>> BEGIN RECORDS SHOWN

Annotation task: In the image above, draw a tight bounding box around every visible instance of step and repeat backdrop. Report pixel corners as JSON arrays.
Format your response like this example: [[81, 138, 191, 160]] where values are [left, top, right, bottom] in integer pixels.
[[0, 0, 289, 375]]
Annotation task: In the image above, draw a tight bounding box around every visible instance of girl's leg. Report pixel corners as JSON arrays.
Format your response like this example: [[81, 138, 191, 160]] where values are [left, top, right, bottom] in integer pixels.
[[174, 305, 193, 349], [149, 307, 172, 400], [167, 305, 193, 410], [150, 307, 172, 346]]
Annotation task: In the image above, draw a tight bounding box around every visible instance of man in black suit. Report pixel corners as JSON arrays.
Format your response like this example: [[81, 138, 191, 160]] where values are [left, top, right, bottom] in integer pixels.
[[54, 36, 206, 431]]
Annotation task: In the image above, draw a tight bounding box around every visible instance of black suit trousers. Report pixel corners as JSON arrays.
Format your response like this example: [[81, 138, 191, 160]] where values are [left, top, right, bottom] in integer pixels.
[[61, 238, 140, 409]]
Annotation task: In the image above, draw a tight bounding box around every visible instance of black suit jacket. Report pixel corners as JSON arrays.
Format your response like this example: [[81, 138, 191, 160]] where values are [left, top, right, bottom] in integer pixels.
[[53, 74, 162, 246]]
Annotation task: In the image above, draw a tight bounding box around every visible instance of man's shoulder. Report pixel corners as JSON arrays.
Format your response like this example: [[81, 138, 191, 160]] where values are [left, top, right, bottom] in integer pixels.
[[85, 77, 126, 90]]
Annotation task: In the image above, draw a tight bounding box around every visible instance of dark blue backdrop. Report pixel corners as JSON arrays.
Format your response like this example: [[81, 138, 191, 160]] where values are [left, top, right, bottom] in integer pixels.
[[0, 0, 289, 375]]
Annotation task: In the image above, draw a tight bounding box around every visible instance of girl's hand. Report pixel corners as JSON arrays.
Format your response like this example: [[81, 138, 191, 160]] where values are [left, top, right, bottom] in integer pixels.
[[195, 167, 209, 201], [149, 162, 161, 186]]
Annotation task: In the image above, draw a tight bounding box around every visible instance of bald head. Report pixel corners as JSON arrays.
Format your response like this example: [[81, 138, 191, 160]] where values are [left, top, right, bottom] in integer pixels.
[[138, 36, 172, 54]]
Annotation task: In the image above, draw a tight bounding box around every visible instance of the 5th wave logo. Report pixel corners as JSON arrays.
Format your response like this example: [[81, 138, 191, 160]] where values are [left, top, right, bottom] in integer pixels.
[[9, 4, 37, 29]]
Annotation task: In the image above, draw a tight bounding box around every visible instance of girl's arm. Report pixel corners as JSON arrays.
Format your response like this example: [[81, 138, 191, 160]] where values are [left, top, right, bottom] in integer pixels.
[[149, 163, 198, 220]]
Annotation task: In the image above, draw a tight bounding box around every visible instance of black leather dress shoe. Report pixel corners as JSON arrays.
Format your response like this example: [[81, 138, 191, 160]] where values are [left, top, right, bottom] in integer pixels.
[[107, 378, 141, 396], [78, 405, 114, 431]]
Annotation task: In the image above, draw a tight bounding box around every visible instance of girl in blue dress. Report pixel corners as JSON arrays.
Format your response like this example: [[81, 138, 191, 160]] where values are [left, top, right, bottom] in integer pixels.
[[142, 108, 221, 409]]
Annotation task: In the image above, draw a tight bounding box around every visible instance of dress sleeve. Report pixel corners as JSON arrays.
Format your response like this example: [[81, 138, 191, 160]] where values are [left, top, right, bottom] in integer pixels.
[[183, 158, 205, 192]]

>> END RECORDS SHOWN

OBJECTIVE: Output the entries above as a two-column CSV with the header row instruction,response. Give one row for each entry, with its text in one quoted field and its answer in another, and turn any line breaks into spaces.

SOLUTION FOR THIS EXERCISE:
instruction,response
"Annotation task: In the image above, draw a tight bounding box around every visible instance of step and repeat backdrop. Report pixel corners as JSON arrays. Format your response like this example: [[81, 138, 191, 160]] where values are [left, top, right, bottom] in integer pixels.","[[0, 0, 289, 375]]"
"Annotation task: In the image above, draw a tight bounding box around every visible instance of girl's leg. Report pixel corners as JSON arrays. Format your response like this example: [[81, 138, 191, 160]] where values are [left, top, right, bottom] in integer pixels.","[[174, 305, 193, 349], [149, 307, 172, 400], [167, 305, 193, 410], [150, 307, 172, 346]]"
"Annotation task: In the image above, draw a tight bounding box around every visible instance of man in black suit. Report pixel corners as JSON arrays. Format your response like this example: [[81, 138, 191, 160]] where values are [left, top, right, bottom] in integer pixels.","[[54, 36, 206, 431]]"
"Annotation task: In the image above, draw a tight bounding box around every visible instance of black suit trousers. Report pixel corners as JSON arrays. Format your response like this example: [[81, 138, 191, 160]] where values are [left, top, right, bottom] in integer pixels.","[[61, 238, 140, 409]]"
"Annotation task: In the image above, draw a tight bounding box around every visible instance of black suit jacket. Report pixel corners as JSON arrays. Format your response like this example: [[81, 138, 191, 160]] where values are [left, top, right, bottom] in integer pixels.","[[53, 74, 162, 246]]"
"Annotation task: In the image above, draw a tight bounding box around every visible instance of man's shoulder. Report pixel corners as JSON arrays. Format your response like this example: [[81, 138, 191, 160]] where values are [left, top, right, bottom] in integer pixels.","[[85, 77, 126, 90]]"
"Annotation task: In the image above, draw a tight bounding box around every visible instance of dark blue backdrop. Report pixel corners as JSON arrays. Format your response like this example: [[81, 138, 191, 160]] where values are [left, top, right, bottom] in integer pixels.","[[0, 0, 289, 375]]"
"Annotation task: In the image above, draw a tight bounding box around every visible instance of girl's hand. Report pixel corners as JSON arrays. Format your response like this example: [[81, 138, 191, 160]] where values are [left, top, right, bottom] in integer pixels.","[[195, 167, 209, 201], [149, 162, 161, 186]]"
"Annotation task: In the image above, draw a tight bounding box around every visible instance of bald head. Report pixel corners as JSON arrays. Format your response like this example: [[81, 138, 191, 160]] where values are [left, top, right, bottom] in integer pixels.","[[138, 36, 172, 54]]"
"Annotation task: In the image above, draw a tight bounding box around every visible instance of the 5th wave logo. Report pixel corners as JSON arrays. Format your response like this example: [[81, 138, 191, 160]] where values are [left, top, right, bottom] in integer pixels.","[[9, 4, 37, 29]]"
"Annotation task: In the image above, draw a tight bounding box around every visible instance of girl's arm. Report pixel corners as JSON arrays. Format your response like this example: [[81, 138, 191, 160]] where values are [left, top, right, bottom] in integer pixels.","[[149, 163, 198, 220]]"
"Annotation task: In the image above, draw a tight bounding box around every visible instance of black leather dress shoe. Report pixel corners as JSON arrays. Format your response like this example: [[81, 138, 191, 160]] where values are [left, top, right, bottom] in integer pixels.","[[107, 378, 141, 396], [78, 405, 114, 431]]"
"Annotation task: In the image above, draw a tight bounding box around every visible instance of girl in blue dress. Report pixel corners as JSON arrays. Format your response like this example: [[81, 138, 191, 160]] where values are [left, top, right, bottom] in integer pixels.","[[142, 108, 221, 409]]"
"Annotation task: In the image above, draw a tight bounding box around every visible instance of dress sleeve. Report pixel corners as JSON arrays. Format your response like this example: [[81, 138, 191, 160]] where values are [left, top, right, bottom] in integer pixels.","[[183, 158, 205, 192]]"